## BEGIN

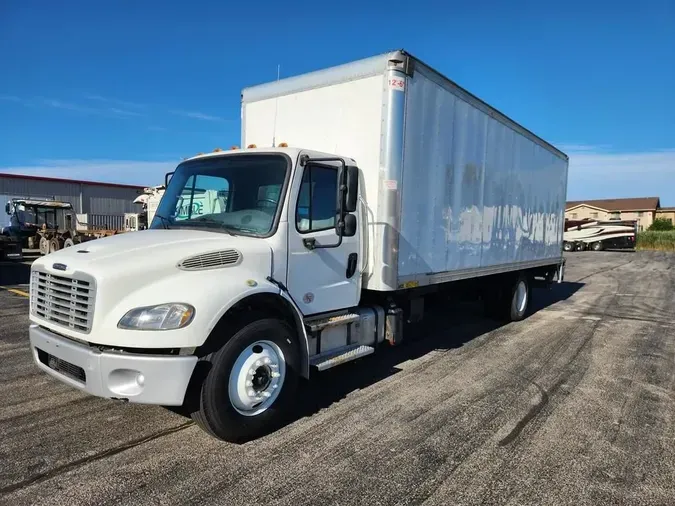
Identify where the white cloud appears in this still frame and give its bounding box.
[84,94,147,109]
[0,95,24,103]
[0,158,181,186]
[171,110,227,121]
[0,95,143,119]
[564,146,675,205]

## END
## BEGIN

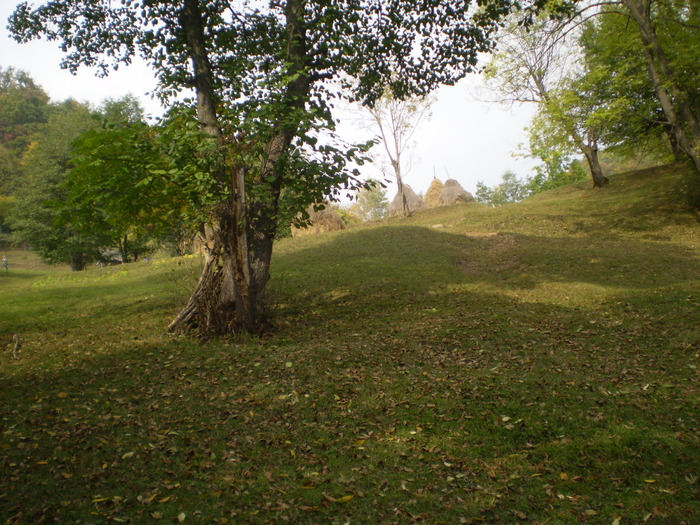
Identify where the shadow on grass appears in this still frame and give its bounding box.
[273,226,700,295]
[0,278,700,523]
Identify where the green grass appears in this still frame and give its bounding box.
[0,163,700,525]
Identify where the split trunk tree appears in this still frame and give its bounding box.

## END

Exercise description. Copy out everything in the listing from the line containing "Identify where the white" down to the line containing "[564,146,675,205]", both of those lines included.

Exercise response.
Identify where the white cloud appears in this still frame and give its bounding box.
[84,94,147,109]
[0,95,24,103]
[0,158,181,186]
[171,110,227,121]
[0,95,143,119]
[564,146,675,205]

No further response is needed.